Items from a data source
-=-=-=-=-

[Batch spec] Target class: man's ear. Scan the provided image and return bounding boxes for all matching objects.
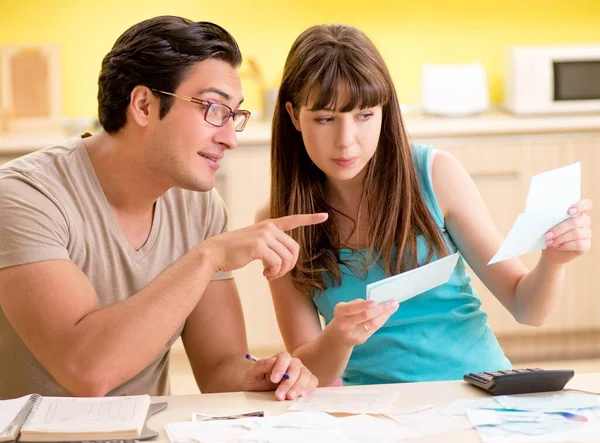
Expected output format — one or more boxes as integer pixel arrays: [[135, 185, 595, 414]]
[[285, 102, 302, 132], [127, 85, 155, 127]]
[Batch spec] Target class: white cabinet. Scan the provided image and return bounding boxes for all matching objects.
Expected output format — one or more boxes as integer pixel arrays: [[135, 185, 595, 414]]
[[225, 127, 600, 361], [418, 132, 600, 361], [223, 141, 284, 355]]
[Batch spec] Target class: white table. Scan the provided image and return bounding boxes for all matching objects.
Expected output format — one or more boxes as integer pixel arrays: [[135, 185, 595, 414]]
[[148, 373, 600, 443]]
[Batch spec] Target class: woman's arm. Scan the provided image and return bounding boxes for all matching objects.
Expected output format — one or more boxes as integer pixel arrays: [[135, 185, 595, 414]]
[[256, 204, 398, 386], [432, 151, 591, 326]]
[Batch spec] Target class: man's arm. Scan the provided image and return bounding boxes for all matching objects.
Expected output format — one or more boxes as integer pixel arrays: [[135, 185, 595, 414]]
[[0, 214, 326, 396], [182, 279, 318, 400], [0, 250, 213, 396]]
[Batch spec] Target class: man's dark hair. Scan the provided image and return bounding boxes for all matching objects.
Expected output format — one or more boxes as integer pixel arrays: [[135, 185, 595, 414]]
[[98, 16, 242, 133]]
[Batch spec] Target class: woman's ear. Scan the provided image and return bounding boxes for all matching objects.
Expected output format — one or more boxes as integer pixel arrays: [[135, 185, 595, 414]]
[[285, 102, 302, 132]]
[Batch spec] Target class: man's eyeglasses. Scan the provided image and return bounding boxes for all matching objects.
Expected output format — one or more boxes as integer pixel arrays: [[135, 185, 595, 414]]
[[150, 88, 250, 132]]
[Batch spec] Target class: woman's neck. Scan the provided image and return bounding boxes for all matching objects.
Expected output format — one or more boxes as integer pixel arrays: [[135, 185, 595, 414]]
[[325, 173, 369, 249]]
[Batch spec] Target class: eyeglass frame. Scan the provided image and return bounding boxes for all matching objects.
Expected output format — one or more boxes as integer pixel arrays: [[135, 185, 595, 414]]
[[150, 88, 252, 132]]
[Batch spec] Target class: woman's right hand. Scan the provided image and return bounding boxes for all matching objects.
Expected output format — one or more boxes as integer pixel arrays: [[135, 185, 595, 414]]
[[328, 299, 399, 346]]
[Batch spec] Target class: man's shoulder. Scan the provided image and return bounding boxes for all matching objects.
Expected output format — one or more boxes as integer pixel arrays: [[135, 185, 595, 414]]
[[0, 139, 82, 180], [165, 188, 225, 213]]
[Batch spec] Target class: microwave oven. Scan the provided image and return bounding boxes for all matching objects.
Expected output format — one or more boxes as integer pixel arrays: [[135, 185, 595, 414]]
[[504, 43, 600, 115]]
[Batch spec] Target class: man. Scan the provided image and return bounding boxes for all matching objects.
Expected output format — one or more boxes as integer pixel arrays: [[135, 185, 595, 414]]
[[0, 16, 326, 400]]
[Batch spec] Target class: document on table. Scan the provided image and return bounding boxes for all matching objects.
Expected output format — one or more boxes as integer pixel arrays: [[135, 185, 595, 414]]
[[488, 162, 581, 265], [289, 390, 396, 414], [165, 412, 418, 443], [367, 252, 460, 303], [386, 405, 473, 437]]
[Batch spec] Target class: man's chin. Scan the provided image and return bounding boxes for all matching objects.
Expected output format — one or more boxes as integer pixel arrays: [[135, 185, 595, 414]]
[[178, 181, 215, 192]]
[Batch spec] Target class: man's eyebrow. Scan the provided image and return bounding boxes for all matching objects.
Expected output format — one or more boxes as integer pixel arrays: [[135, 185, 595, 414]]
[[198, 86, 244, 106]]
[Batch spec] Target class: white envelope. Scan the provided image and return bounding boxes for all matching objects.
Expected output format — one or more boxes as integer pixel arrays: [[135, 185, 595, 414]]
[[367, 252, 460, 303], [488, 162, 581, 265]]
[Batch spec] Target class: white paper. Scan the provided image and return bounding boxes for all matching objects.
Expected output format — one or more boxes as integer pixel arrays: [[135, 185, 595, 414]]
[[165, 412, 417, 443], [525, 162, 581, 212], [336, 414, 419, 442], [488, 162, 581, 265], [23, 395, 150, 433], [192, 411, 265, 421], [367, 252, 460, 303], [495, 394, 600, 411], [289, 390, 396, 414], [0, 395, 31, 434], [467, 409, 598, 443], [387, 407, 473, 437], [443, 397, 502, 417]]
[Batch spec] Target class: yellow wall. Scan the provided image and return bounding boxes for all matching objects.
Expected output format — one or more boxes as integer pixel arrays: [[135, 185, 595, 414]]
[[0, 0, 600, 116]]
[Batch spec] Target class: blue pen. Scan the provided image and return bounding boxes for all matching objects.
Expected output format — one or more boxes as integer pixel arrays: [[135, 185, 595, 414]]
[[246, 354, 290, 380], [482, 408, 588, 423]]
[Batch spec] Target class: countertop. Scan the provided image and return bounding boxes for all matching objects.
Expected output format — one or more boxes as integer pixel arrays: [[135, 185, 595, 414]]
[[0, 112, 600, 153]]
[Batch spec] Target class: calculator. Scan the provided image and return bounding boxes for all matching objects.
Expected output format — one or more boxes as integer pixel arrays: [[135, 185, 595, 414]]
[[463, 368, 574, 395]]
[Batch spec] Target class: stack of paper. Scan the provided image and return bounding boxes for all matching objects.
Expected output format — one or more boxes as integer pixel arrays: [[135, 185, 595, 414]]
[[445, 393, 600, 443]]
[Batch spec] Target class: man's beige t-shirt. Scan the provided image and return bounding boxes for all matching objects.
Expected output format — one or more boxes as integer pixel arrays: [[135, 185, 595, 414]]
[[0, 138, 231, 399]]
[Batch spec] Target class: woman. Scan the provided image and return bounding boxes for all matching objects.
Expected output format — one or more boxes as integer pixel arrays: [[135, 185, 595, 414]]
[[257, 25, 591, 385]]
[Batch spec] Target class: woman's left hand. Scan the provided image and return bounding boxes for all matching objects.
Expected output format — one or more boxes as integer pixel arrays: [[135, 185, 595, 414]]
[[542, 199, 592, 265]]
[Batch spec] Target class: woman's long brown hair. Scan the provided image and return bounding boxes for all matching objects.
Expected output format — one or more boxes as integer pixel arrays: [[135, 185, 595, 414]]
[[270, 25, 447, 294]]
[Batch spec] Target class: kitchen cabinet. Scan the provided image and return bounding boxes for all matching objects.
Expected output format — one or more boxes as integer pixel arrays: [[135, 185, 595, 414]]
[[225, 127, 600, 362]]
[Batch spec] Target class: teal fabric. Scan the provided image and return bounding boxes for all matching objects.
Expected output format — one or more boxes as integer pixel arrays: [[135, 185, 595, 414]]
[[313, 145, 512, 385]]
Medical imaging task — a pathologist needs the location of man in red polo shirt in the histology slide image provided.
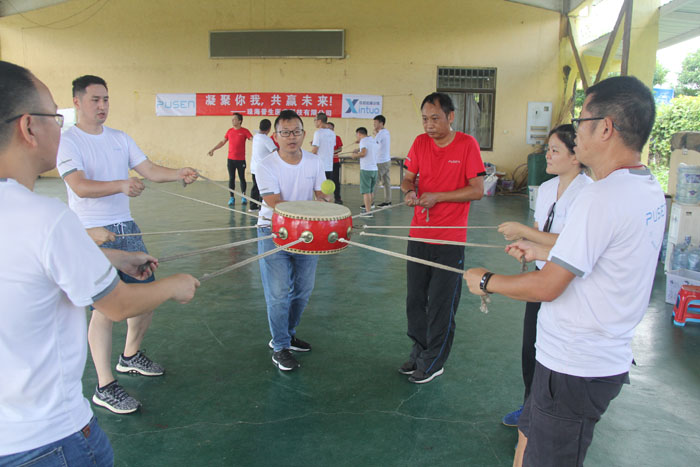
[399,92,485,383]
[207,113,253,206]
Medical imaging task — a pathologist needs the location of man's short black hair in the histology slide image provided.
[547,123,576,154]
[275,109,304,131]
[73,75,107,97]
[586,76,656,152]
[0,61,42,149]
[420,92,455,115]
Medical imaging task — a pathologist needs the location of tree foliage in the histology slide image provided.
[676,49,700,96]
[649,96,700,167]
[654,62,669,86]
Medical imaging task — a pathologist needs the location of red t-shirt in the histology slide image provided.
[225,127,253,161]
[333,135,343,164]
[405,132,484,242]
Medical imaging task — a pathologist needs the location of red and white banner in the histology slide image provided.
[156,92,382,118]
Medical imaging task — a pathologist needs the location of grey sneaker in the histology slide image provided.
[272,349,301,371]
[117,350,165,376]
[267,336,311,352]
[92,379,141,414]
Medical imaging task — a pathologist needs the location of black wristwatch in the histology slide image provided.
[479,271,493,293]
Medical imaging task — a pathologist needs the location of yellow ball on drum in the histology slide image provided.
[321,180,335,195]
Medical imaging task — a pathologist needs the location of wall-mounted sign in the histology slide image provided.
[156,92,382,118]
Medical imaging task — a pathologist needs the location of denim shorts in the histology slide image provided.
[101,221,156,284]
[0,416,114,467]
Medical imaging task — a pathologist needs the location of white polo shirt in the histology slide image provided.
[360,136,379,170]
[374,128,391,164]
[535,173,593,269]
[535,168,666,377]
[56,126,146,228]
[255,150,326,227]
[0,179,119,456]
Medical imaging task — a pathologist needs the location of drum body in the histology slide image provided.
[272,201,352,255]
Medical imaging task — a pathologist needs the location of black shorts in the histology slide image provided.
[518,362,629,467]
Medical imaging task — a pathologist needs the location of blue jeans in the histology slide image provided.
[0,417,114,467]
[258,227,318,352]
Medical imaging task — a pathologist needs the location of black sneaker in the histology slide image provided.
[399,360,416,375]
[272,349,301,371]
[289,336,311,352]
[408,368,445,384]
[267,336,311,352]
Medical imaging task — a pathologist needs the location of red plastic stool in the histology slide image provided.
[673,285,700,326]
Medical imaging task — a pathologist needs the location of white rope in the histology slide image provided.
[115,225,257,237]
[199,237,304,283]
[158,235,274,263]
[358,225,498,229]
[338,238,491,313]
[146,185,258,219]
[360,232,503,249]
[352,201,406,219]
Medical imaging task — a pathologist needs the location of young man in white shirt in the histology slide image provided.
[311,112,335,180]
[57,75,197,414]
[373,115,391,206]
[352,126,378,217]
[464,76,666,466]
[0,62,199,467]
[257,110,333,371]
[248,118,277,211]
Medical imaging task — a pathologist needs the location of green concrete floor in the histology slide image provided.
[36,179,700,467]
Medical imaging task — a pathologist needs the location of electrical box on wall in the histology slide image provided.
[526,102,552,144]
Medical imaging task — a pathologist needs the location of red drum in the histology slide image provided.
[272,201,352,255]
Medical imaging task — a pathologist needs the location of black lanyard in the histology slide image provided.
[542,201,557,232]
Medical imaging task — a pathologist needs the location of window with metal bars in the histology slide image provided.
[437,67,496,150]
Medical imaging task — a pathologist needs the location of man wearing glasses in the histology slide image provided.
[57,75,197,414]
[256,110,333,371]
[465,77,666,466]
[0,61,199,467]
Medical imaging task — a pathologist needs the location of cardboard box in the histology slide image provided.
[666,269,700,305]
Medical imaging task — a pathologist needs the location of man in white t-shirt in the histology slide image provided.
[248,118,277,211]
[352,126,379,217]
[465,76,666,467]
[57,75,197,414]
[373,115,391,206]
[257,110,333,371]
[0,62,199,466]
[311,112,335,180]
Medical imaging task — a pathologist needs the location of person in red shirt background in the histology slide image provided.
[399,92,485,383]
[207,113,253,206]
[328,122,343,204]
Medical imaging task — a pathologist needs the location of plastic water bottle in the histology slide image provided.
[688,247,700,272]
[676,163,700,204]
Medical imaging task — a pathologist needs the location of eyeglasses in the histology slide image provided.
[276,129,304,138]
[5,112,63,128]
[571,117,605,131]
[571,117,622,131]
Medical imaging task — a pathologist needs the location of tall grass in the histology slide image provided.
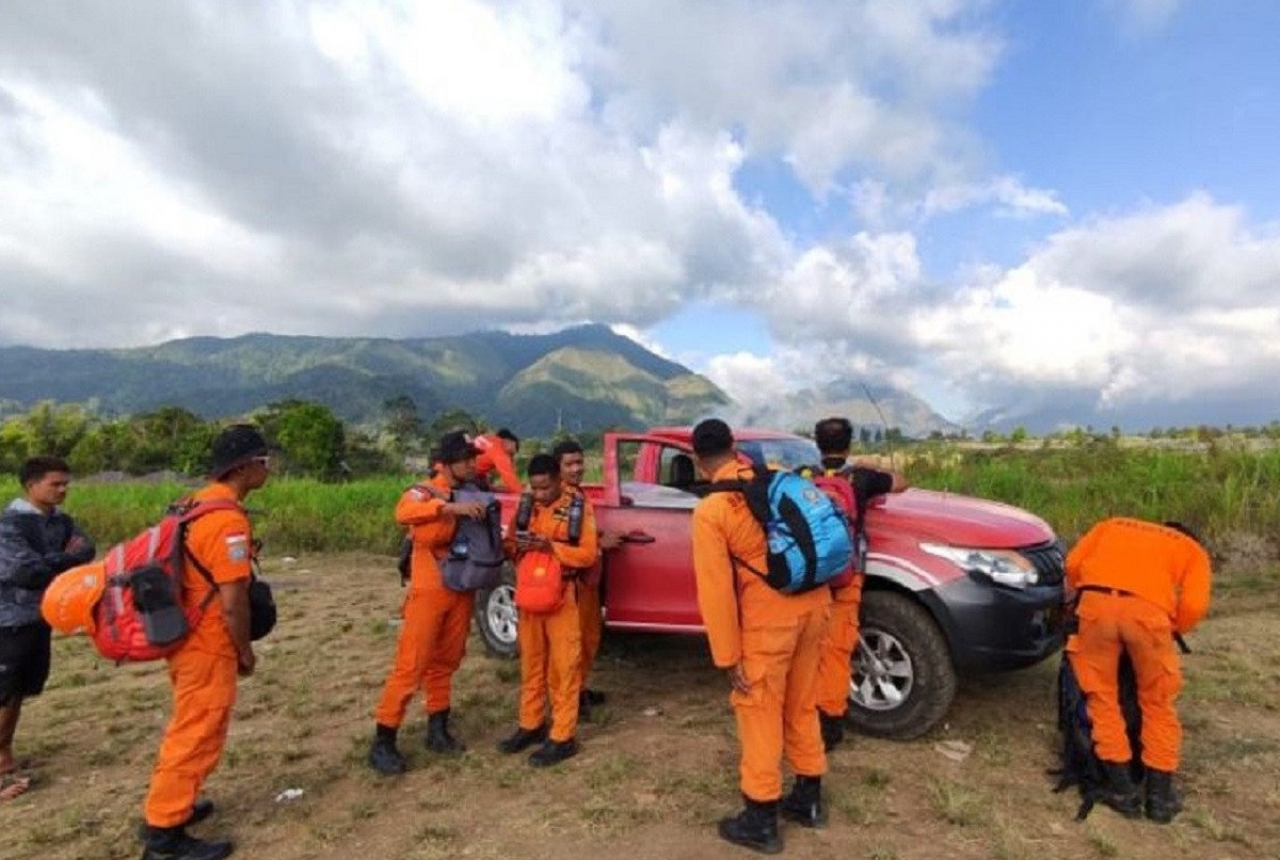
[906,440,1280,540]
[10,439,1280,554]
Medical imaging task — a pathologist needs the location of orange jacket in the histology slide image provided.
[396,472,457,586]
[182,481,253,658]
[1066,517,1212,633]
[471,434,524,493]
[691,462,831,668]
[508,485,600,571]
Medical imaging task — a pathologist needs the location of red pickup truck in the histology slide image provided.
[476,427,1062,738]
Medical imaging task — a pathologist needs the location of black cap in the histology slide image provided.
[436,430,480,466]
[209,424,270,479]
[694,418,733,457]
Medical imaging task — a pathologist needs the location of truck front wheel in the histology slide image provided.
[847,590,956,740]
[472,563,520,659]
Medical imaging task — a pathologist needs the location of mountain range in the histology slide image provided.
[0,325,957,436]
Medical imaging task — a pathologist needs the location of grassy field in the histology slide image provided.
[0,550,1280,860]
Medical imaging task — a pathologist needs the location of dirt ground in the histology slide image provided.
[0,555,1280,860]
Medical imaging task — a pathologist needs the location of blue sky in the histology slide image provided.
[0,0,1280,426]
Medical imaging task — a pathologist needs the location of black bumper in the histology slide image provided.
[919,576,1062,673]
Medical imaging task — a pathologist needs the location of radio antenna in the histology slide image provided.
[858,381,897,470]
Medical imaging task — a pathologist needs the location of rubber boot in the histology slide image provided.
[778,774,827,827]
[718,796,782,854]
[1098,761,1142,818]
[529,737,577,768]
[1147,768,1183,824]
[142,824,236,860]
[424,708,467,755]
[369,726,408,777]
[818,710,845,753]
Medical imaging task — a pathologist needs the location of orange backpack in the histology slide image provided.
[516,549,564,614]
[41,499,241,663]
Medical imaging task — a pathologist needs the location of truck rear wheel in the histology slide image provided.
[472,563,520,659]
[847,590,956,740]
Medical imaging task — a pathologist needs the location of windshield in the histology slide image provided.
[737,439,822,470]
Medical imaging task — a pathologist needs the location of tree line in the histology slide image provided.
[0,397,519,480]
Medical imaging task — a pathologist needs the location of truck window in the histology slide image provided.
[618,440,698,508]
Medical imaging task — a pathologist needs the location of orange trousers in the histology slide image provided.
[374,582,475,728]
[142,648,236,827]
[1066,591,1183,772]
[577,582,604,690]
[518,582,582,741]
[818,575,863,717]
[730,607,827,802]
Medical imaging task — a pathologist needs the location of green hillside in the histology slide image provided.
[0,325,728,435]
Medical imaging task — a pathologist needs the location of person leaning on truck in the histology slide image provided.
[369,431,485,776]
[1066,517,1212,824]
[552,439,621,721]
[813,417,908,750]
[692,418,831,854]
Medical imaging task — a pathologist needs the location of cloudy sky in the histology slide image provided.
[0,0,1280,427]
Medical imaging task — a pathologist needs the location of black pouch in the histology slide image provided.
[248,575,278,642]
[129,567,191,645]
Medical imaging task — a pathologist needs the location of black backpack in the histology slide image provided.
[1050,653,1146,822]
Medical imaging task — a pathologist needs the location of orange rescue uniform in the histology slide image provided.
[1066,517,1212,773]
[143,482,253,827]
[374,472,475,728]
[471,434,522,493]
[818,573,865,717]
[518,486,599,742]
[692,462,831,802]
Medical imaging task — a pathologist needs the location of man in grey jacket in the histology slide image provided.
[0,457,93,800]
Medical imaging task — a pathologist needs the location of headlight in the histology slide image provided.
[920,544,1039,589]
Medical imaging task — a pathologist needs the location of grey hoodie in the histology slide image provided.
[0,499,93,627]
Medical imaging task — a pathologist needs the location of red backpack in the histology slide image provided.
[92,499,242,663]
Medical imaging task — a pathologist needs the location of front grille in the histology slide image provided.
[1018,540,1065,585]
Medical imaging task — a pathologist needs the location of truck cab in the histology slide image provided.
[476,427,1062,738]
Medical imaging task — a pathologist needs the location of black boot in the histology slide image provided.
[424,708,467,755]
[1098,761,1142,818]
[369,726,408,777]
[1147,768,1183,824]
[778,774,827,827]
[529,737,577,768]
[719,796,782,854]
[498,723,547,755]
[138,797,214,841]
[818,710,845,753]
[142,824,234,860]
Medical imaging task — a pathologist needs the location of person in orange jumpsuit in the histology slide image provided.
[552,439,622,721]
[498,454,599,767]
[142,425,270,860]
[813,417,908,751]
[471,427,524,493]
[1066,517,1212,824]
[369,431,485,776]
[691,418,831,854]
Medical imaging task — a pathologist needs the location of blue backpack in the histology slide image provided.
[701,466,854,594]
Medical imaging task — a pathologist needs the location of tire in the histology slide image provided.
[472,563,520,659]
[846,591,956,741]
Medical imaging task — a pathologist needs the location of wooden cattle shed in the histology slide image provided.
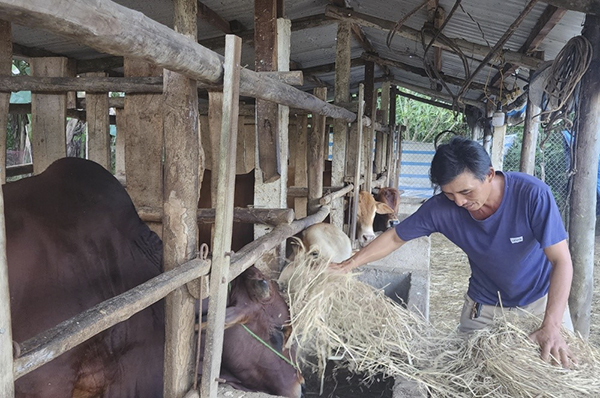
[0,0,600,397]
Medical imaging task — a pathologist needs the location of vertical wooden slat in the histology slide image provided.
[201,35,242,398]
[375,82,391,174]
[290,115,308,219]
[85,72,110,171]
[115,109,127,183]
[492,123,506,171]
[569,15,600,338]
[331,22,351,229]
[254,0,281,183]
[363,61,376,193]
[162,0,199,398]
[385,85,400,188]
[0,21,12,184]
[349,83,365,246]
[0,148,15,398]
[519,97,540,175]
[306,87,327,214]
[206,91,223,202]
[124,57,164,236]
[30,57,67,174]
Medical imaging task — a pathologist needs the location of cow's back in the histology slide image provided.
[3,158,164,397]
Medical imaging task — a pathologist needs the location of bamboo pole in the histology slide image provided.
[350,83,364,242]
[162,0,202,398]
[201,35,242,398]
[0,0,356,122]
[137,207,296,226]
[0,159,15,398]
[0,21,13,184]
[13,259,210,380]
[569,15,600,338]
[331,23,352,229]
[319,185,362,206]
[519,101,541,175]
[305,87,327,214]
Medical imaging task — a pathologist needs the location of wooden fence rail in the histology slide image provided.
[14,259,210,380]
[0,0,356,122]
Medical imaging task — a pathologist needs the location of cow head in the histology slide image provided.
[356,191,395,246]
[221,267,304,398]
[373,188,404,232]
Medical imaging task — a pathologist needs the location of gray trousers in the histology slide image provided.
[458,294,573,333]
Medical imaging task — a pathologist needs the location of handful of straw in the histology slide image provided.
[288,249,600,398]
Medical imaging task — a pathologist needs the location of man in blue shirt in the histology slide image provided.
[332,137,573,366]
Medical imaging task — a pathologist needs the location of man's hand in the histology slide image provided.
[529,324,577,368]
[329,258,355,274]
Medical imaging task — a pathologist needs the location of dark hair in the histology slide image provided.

-=-=-=-=-

Directions -> Return everything from the start of the material down through the line containing "141, 284, 355]]", both ends included, as an exact copy. Omit the pictures from your output.

Result of this task ->
[Batch spec] Target class: man's ear. Scan the provided image and return bounding boxes for all matching objects.
Expected output format — one or more boxes as integer pixel arrays: [[135, 185, 595, 414]]
[[285, 102, 302, 132], [127, 85, 155, 127]]
[Batch spec] Target class: white cabinet. Scan the provided image and return bounding boxes for all matching objects.
Expected output format — one or more boxes as integer pixel arrays: [[135, 185, 595, 414]]
[[225, 127, 600, 361], [418, 132, 600, 361], [223, 141, 284, 355]]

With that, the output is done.